**Written task 1**
In the forum post on inconsistent multi-GPU processing, what argument does the CLTask.execute() method pass?
**Written task 2**
Extend the forum post on inconsistent multi-GPU processing, picking up right after its last sentence.

**Passage for review**
-=-=-

Re: Multi-GPU processing inconsistent.
Posted by
Sven Gothel on
Jan 26, 2014; 1:49am
URL: https://forum.jogamp.org/Multi-GPU-processing-inconsistent-tp4031306p4031355.html
On 01/26/2014 01:48 AM, The.Scotsman [via jogamp] wrote:
> Thanks for the quick response!
>
> Each comparison computation is completely independent.
> I'm not currently using a clFlush/clFinish for each individual CLTask, as that
> doesn't seem appropriate.
> However, I am doing a CLCommandQueuePool.flushQueues() & finishQueues(), but
> it doesn't appear to make a difference.
>
> The CLCommandQueuePool class acts like a threaded job queue, where each job
> (CLTask) is scheduled as soon as a device is available.
> (Benchmarks that I've done have shown the implementation to be very efficient!)
>
> The CLTask.execute() method passes a CLSimpleQueueContext argument, which
> varies for each device.
> So each CLTask has an associated CLContext & CLCommandQueue.

-=-=-

**Provided material**

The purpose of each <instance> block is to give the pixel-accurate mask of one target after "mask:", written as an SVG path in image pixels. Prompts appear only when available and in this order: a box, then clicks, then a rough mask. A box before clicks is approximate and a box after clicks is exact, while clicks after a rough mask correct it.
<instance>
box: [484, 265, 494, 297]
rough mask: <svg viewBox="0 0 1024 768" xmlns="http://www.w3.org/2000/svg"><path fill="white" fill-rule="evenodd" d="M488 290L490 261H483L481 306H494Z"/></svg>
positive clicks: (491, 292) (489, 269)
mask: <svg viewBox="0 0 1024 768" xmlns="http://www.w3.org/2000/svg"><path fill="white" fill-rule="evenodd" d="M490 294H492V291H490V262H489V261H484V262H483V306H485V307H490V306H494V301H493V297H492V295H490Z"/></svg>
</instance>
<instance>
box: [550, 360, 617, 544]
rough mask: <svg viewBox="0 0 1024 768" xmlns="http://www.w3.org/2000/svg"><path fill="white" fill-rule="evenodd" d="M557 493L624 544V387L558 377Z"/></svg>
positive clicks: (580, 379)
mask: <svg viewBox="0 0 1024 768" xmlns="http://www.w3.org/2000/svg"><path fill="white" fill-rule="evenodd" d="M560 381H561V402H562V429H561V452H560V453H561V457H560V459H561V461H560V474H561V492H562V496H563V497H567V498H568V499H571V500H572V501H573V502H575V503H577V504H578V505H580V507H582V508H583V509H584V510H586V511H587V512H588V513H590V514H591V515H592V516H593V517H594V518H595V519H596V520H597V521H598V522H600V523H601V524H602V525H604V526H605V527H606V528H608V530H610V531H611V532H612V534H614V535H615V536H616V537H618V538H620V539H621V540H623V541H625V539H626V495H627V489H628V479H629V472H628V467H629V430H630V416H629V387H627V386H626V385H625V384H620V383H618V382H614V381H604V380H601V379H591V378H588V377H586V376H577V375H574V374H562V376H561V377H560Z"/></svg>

-=-=-

**Task answer 1**
A CLSimpleQueueContext argument, which varies for each device.

**Task answer 2**
>
> I see two potential sources of error:
> 1) A CLTask is performed on a given device before the previous CLTask for that
> device is complete.
> 2) There is some issue with copying the same memory to multiple contexts
> simultaneously.
>
> However, recalling that the computations are performed perfectly when using a
> single device, the first seems unlikely.
> The second scenario would occur somewhat randomly, which is the observed
> behavior.
>
> Since there is no exception thrown, further troubleshooting will require a
> substantial amount of debugging...
Can you provide a 'smallest' self-contained [unit]-test
and attach this to a new bug report ?
Withing February I like to validate this case.
Thank you!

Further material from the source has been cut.